*TASK INSTRUCTIONS*: Every line below is to be copied exactly, with the pictures left out.

══ SUPPLIED ENTRIES

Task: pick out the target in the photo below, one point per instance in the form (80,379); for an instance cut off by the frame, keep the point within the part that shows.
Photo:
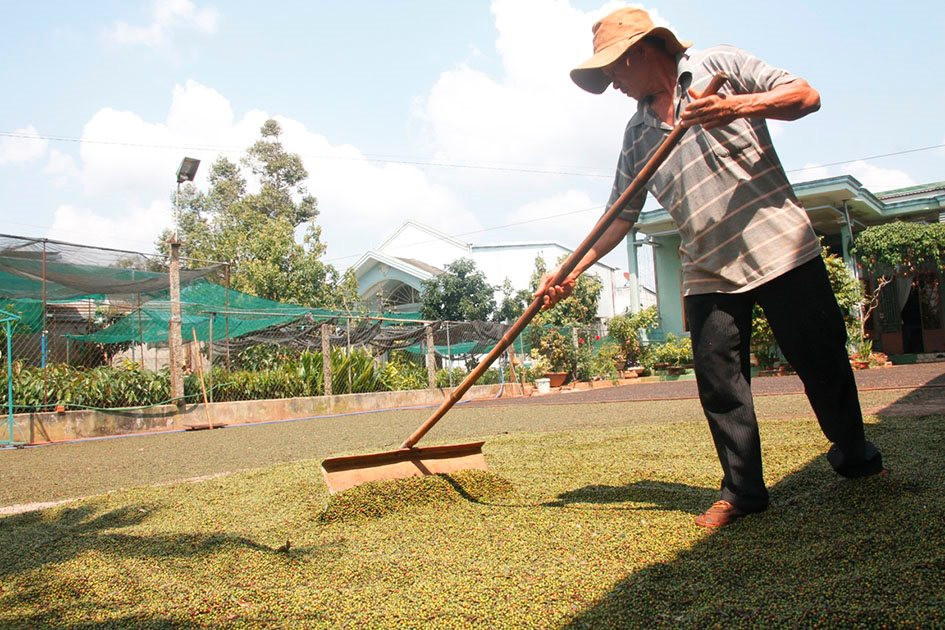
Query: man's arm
(616,232)
(788,101)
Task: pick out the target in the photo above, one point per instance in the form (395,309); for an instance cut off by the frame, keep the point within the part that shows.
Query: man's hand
(713,111)
(554,293)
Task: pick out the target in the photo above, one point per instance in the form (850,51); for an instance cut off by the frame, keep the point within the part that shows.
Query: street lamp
(187,170)
(185,173)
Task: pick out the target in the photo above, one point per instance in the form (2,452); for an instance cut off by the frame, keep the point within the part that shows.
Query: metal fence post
(174,333)
(431,358)
(326,359)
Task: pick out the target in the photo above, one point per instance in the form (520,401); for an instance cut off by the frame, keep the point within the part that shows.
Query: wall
(668,289)
(37,428)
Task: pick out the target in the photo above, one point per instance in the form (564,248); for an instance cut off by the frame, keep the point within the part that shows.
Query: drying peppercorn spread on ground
(583,520)
(380,498)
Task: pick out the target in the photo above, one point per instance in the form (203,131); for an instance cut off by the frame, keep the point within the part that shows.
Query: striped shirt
(739,221)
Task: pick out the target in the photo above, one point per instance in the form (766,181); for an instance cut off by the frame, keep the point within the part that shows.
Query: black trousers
(808,326)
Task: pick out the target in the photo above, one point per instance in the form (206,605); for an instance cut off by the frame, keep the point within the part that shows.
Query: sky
(459,115)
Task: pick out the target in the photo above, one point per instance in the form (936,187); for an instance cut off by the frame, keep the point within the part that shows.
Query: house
(390,276)
(910,318)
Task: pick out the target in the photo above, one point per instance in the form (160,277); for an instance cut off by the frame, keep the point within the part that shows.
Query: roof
(406,265)
(423,228)
(419,264)
(524,244)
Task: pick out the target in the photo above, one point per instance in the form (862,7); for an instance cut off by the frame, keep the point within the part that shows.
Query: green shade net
(74,272)
(204,307)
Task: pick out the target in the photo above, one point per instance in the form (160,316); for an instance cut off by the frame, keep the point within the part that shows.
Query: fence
(93,332)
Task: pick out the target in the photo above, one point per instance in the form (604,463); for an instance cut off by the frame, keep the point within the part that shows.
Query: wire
(867,158)
(588,171)
(579,171)
(480,231)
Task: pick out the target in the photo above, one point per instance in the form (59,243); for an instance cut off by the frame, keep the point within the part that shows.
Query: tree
(460,293)
(894,250)
(256,232)
(513,304)
(846,289)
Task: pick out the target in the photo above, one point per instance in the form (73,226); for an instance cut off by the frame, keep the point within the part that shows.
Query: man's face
(631,74)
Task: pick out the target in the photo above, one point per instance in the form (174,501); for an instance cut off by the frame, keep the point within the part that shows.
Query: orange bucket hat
(613,36)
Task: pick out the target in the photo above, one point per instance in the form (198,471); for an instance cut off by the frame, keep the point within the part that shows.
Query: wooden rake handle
(566,268)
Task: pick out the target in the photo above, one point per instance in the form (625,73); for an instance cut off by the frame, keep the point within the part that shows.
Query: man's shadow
(829,551)
(658,495)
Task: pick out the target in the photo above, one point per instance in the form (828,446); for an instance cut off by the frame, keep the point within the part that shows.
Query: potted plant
(559,355)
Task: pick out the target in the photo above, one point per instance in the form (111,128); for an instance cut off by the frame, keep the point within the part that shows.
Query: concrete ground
(35,476)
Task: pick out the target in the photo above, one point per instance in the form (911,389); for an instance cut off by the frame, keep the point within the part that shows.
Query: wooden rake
(411,460)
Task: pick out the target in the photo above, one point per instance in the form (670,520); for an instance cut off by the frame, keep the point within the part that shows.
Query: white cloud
(61,167)
(126,161)
(533,114)
(135,229)
(530,117)
(878,179)
(23,146)
(564,217)
(167,16)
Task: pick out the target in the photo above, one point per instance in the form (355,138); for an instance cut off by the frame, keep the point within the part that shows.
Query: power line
(579,171)
(867,158)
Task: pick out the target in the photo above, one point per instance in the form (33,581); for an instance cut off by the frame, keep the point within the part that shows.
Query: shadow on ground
(829,551)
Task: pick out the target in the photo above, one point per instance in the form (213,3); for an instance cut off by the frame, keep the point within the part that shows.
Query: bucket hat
(613,36)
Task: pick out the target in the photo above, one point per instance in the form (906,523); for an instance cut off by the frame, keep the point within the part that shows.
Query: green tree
(893,250)
(460,293)
(256,232)
(579,308)
(513,303)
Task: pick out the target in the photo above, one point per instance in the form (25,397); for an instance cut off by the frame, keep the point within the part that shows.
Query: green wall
(668,289)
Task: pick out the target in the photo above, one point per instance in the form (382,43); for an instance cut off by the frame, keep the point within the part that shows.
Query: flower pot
(556,379)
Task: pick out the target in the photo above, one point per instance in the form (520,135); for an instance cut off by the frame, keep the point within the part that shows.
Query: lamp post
(185,173)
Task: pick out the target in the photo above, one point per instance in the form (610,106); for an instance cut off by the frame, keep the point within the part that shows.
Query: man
(745,239)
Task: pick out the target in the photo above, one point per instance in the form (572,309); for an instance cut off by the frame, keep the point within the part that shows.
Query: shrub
(676,351)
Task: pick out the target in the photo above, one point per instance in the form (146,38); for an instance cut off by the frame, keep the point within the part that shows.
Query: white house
(390,276)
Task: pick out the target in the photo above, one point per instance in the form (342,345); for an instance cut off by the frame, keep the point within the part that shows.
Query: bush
(557,350)
(675,351)
(627,330)
(402,373)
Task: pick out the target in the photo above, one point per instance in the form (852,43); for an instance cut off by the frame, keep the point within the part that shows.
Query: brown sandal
(721,513)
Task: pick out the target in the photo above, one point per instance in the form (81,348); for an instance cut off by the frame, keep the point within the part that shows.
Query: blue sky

════

*OUTPUT BELOW*:
Task: pick out the target in the photo below, one point per instance in the form (80,379); for an instance cut off by the frame, keep the point within the part that shows.
Photo:
Query: man's arm
(616,232)
(788,101)
Task: pick out the target in the photo above, one point per instance in the form (395,309); for an instance cut off by the frame, keep the point within the part that shows.
Query: man's hand
(713,111)
(554,293)
Task: pick out the target in the photo above, one point per instance in the form (850,51); for an instance cut off by the frame, keep the point within the part that shows.
Query: street lamp
(187,170)
(185,173)
Task: pick out the target in the photo above, one point per instance in the form (2,452); for an instance cut off by the frame, keep the point within the part that shows.
Query: metal fence post
(174,333)
(431,358)
(326,359)
Task: pick out the target in the photo above, one point per instance in the form (520,401); for an instance cut off by the frame, keep the point within the part that shows.
Query: wall
(668,289)
(37,428)
Task: pick out the target in the photo above, one point per instance in the form (564,248); for an instance cut off by the frame, keep the point within the part that shows.
Query: drying peppercorn spread on ground
(583,520)
(380,498)
Task: pick out the target in the photo above, one point per instance in the form (203,131); for an instance cut off by the frame, keep the point within the part that shows.
Query: striped shirt
(739,221)
Task: pick out the target in the photo above, one point per instance in the form (766,181); for an instance cut off by the frame, keep the point within the part that shows.
Query: black trousers
(808,326)
Task: pick out the target in the photo above, one point per instance in the form (206,605); for an instance cut off by the frame, keep the point within the part that shows.
Query: sky
(459,115)
Task: pick out the target in the photo above, one point per instance in the form (936,187); for an instance cut off by the frame, keep the point within the part that shows.
Query: house
(390,276)
(910,318)
Task: pick out the target in the photo above, one point per instance in the form (160,277); for an instance cut off by the frame, keep the point within the part that shows.
Query: roof
(406,265)
(423,228)
(419,264)
(524,244)
Task: pick out the target in the photo above, one point per instance in the form (862,7); for an instance cut off by the frame, keep the point within the part that shows.
Query: green shade net
(74,272)
(204,307)
Task: pick out the target in the photo above, one point per instance in the form (160,316); for an instance cut off by the frame, keep the point within the part that shows.
Query: fence
(93,332)
Task: pick out the target in the photo above, one point per instance in the form (604,463); for an instance cut off by the frame, keep the point within the part that shows.
Query: wire
(867,158)
(588,171)
(579,171)
(480,231)
Task: pick out the target in the photo above, one point per instance in the form (59,243); for an instance cut off by the frame, keep the point within the part that shows.
Query: tree
(460,293)
(894,250)
(256,232)
(513,304)
(846,289)
Task: pick out the target in the photo above, one point per instance in the form (73,226); for an instance cut off by the frame, keep the point within the part that shows.
Query: man's face
(631,74)
Task: pick out the target in the photo above, one point per instance in the form (174,501); for an instance cut off by the frame, keep the point within the part that shows.
Query: orange bucket hat
(613,36)
Task: pick out the target in the photo above, one point per instance in the form (198,471); for an instance cut off by the frame, keep the point within the part that shows.
Query: wooden rake handle
(566,268)
Task: pick out the target in the photo above, one point per instance in the form (625,73); for an instance cut off by the frame, keep the point within the part that shows.
Query: man's shadow
(829,551)
(658,495)
Task: pick out the target in the photo above, one point per instance in the form (828,446); for an instance cut off by the frame, keep the point within the part that shows.
Query: potted plant
(559,355)
Task: pick out the target in the photo above, one point per instance in the form (111,128); for an instance cut off by the frame, keep the point within the part that shows.
Query: concrete ground
(35,476)
Task: pick out the target in the photo above, one point per instance in the form (911,389); for an instance cut off by the frame, keep the point within the part that shows.
Query: wooden rake
(411,460)
Task: pick out the target in the photo above, one point per instance in the form (670,520); for an instance cut off by the frame, keep the point within the part that shows.
Query: white cloud
(61,167)
(126,161)
(533,114)
(135,229)
(530,117)
(878,179)
(23,146)
(564,217)
(167,16)
Task: pick out the target in the photo above, one point per instance in the form (355,138); for an instance cut off by the frame, keep the point within the part that shows.
Query: power line
(579,171)
(867,158)
Task: pick out the target in the photo above, one point per instance in the form (33,581); for an instance cut off by the frame, keep the point within the part that shows.
Query: shadow on ground
(829,551)
Task: pick out the target in the photo above, one point per instance in the form (213,3); for an instance cut off by the frame, keep the point within the part that shows.
Query: bucket hat
(613,36)
Task: pick out the target in the photo above, one point per instance in the form (906,523); for an instance cut off by the frame, keep the point within the part that shows.
Query: green tree
(893,250)
(460,293)
(256,232)
(579,308)
(513,303)
Task: pick out the target in the photo above, one point per instance in the form (25,397); for an instance cut off by the frame, keep the point within the part that shows.
Query: green wall
(668,289)
Task: pick out the target in the photo above, one point per instance in the form (382,43); for an instance cut off by the frame, keep the point within the part that shows.
Query: flower pot
(556,379)
Task: pick out the target in the photo above, one point per instance in the form (520,135); for an instance cut off by the frame, keep the point within the part that shows.
Query: lamp post
(185,173)
Task: pick out the target in the photo above, one point per instance in the form (610,106); for an instance cut off by the frame, keep the point within the part that shows.
Query: man
(745,239)
Task: pick out the target in the photo above, one point per instance in the form (572,309); for an instance cut off by the frame, keep the point within the part that shows.
Query: shrub
(676,351)
Task: pick out the target in the photo above, one point per instance in the form (146,38); for an instance cut off by the frame, keep the point within the part that shows.
Query: white house
(390,276)
Task: pick out the target in the photo above, one point per instance in the form (342,345); for an instance cut off by the frame, keep the point within the part that shows.
Query: bush
(557,350)
(675,351)
(627,330)
(402,373)
Task: pick out the target in the photo above, one point per instance in the form (852,43); for an instance cut off by the frame, keep the point within the part that shows.
Query: brown sandal
(721,513)
Task: pick out the target in the photo above, one point per instance in the form (81,348); for an instance cut off by the frame, keep the point within the part that shows.
Query: blue sky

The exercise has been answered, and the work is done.